── SUPPLIED MATERIAL ──

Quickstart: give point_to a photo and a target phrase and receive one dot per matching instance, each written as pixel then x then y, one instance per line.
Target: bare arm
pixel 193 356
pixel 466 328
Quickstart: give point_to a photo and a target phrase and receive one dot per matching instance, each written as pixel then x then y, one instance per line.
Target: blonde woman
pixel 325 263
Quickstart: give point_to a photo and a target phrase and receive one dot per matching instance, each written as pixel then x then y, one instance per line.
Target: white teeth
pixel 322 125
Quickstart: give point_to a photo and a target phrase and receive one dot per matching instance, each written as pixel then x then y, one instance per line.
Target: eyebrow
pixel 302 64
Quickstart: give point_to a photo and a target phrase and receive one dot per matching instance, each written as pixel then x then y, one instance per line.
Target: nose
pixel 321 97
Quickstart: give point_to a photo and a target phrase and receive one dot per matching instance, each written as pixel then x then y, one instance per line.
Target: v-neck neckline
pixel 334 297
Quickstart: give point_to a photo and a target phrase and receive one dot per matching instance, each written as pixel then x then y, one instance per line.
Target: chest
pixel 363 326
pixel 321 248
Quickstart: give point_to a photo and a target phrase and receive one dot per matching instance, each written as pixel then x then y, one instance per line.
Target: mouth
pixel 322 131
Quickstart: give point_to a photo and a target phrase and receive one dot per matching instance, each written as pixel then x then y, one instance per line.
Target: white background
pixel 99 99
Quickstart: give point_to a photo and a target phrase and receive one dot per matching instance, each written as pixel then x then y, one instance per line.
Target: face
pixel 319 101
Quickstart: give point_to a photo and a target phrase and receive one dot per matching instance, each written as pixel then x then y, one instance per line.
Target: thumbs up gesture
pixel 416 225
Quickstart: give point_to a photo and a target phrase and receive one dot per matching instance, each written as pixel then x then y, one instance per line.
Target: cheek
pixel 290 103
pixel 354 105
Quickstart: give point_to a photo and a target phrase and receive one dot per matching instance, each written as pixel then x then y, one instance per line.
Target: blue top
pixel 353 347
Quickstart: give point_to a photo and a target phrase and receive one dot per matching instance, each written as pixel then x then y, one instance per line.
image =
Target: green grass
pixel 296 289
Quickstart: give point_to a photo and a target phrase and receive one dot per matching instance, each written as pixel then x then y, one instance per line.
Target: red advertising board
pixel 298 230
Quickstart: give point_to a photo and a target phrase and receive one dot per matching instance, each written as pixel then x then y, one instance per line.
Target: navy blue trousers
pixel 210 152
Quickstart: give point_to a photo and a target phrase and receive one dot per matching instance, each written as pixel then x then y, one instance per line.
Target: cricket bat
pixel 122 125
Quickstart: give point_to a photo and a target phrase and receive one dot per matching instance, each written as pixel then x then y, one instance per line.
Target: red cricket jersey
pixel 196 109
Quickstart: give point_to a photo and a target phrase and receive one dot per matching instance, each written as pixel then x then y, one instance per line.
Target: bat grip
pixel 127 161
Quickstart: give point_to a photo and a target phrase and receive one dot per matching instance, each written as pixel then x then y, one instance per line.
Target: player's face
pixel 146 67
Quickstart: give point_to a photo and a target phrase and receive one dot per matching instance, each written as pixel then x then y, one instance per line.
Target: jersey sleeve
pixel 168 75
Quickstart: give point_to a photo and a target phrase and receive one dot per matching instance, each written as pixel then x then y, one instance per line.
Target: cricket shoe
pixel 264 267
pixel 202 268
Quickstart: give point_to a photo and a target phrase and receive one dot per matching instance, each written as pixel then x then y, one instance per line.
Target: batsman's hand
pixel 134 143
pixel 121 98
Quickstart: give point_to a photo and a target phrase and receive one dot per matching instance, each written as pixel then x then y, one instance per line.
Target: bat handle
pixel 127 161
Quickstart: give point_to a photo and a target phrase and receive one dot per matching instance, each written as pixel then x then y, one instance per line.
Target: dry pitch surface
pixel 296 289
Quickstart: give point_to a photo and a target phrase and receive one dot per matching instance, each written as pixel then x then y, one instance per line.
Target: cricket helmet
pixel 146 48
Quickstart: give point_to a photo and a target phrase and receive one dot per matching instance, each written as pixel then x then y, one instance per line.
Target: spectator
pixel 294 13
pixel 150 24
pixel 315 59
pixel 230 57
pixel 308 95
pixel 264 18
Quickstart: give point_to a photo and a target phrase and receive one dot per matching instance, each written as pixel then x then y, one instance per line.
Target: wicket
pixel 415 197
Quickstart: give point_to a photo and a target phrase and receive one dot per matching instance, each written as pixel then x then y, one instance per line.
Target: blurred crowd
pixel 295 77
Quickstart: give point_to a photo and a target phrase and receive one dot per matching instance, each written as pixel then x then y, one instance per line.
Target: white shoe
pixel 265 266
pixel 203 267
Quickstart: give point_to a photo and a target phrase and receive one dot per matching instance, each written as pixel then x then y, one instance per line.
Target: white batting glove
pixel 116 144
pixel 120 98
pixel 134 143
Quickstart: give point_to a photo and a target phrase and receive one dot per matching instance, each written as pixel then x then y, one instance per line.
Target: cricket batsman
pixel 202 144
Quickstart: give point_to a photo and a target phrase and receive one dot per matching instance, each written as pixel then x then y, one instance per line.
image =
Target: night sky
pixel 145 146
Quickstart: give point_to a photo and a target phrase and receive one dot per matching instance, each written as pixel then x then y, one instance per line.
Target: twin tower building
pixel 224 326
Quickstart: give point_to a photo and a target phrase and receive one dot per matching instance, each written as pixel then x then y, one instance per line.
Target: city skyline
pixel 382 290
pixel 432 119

───

Retype the data in full and match it exactly.

Quickstart: give point_to a photo and a target phrase and receive one dot per matching instance, each written as pixel then x then y, one instance per line.
Target: bare arm
pixel 193 356
pixel 466 328
Quickstart: give point_to a photo and a target phrase and receive one dot per matching instance, each written as pixel then x then y, one instance per line.
Target: blonde woman
pixel 325 263
Quickstart: give point_to a photo and a target phrase and receive one dot per matching instance, each written as pixel then x then y, one instance per line.
Target: white teeth
pixel 322 125
Quickstart: give point_to a photo and a target phrase and receive one dot per matching instance, each written as pixel then x then y, one instance per line.
Target: eyebrow
pixel 302 64
Quickstart: give point_to a photo and a target phrase and receive one dot per matching instance, each written as pixel then x then y, one instance per line.
Target: nose
pixel 321 97
Quickstart: give point_to a photo and a target phrase and receive one dot per matching instance, each written as pixel then x then y, one instance per line.
Target: v-neck neckline
pixel 334 297
Quickstart: give point_to a photo and a target phrase and receive one dot per matching instance, each written as pixel then x then y, one instance per line.
Target: chest
pixel 363 326
pixel 321 248
Quickstart: give point_to a photo and a target phrase and receive one dot per matching instance, each written as pixel then x then y, one instance per line.
Target: mouth
pixel 322 131
Quickstart: give point_to a photo and a target phrase and receive one dot per matching instance, each written as pixel then x then y, one instance per line.
Target: white background
pixel 99 99
Quickstart: give point_to a photo and a target phrase and receive one dot per matching instance, each written as pixel then x then y, one instance per line.
Target: face
pixel 319 101
Quickstart: give point_to a photo and a target phrase and receive one dot per matching instance, each written as pixel then x then y, one instance per line.
Target: thumbs up gesture
pixel 416 225
Quickstart: give point_to a photo and a target phrase and receive one dot per matching instance, each written as pixel then x then y, one instance per line.
Target: cheek
pixel 290 103
pixel 354 105
Quickstart: give point_to a photo and a target phrase and receive one dot per matching instance, each written as pixel then x then y, one instance per line.
Target: blue top
pixel 353 347
Quickstart: give point_to a photo and a target phrase and receive one dot per matching instance, each written as pixel then x then y, one instance per line.
image =
Target: green grass
pixel 296 289
Quickstart: give point_to a photo and a target phrase and receive one dot per matching instance, each written as pixel then x then y, one instance per line.
Target: red advertising board
pixel 298 230
Quickstart: give point_to a photo and a target phrase and receive one dot per matching instance, each written as pixel then x then y, one instance per line.
Target: navy blue trousers
pixel 210 152
Quickstart: give point_to a photo and a target phrase and receive one dot per matching instance, each written as pixel then x then y, one instance per line.
Target: cricket bat
pixel 122 125
Quickstart: give point_to a photo and a target phrase and receive one dot per matching instance, each written as pixel then x then y, one instance per line.
Target: red cricket jersey
pixel 196 109
Quickstart: give point_to a photo and a target phrase and receive one dot per matching instance, each written as pixel then x then y, one instance per line.
Target: bat grip
pixel 127 161
Quickstart: give point_to a photo and a target phrase and receive one dot per matching instance, each written as pixel then x then y, one instance per line.
Target: player's face
pixel 146 67
Quickstart: give point_to a photo and a target phrase and receive one dot per matching instance, each written as pixel then x then y, one instance per line.
Target: jersey sleeve
pixel 168 75
Quickstart: give point_to a photo and a target phrase and receive one dot per matching instance, each written as pixel then x then y, one instance per line.
Target: cricket shoe
pixel 264 267
pixel 202 268
Quickstart: give point_to a photo and a target phrase and receive one dot per matching instance, each written as pixel then x then y, one instance per line.
Target: batsman's hand
pixel 134 143
pixel 121 98
Quickstart: give point_to a photo and a target phrase and receive one dot per matching instance, each written as pixel then x then y, one instance per line.
Target: bat handle
pixel 127 161
Quickstart: give point_to a photo and a target phrase and receive one dot per matching instance, each written as pixel then x then y, one instance per line.
Target: dry pitch surface
pixel 296 289
Quickstart: give point_to a photo and a target phrase and receive one dot per matching instance, each written as pixel then x then y, one instance per line.
Target: cricket helmet
pixel 146 48
Quickstart: give point_to a photo and a target phrase and receive one dot per matching instance, each written as pixel then x then y, one instance per line.
Target: spectator
pixel 294 13
pixel 150 24
pixel 315 59
pixel 230 57
pixel 308 95
pixel 264 18
Quickstart: give point_to a photo and a target phrase and receive one dot per matching instance, each written as pixel then x then y, one instance per line.
Target: wicket
pixel 415 197
Quickstart: give point_to a photo and a target phrase and receive one dot per matching instance, each written as pixel then x then y, one instance per line.
Target: blurred crowd
pixel 295 77
Quickstart: give point_to a photo and a target phrase and receive one dot per matching instance, each written as pixel then x then y, one instance per line.
Target: white shoe
pixel 265 266
pixel 203 267
Quickstart: give point_to a photo and a target phrase and receive one dot per matching instance, each written as pixel then x then y, one instance per line.
Target: white batting glove
pixel 116 144
pixel 120 98
pixel 134 143
Quickstart: give point_to a photo and a target phrase and receive one dot per matching instance, each written as pixel then x then y, one instance per line.
Target: cricket batsman
pixel 202 144
Quickstart: give point_to a photo and a target phrase and receive one dot per matching instance, each written as pixel then x then y, one instance per line.
image =
Target: night sky
pixel 145 146
Quickstart: give point_to a photo and a target phrase and receive one dot per matching instance, each written as pixel then x then y, one instance per line.
Target: twin tower building
pixel 224 326
Quickstart: give point_to a photo and a target phrase and receive one dot per matching instance, each written as pixel then x then y, one instance per line.
Target: city skyline
pixel 382 290
pixel 432 119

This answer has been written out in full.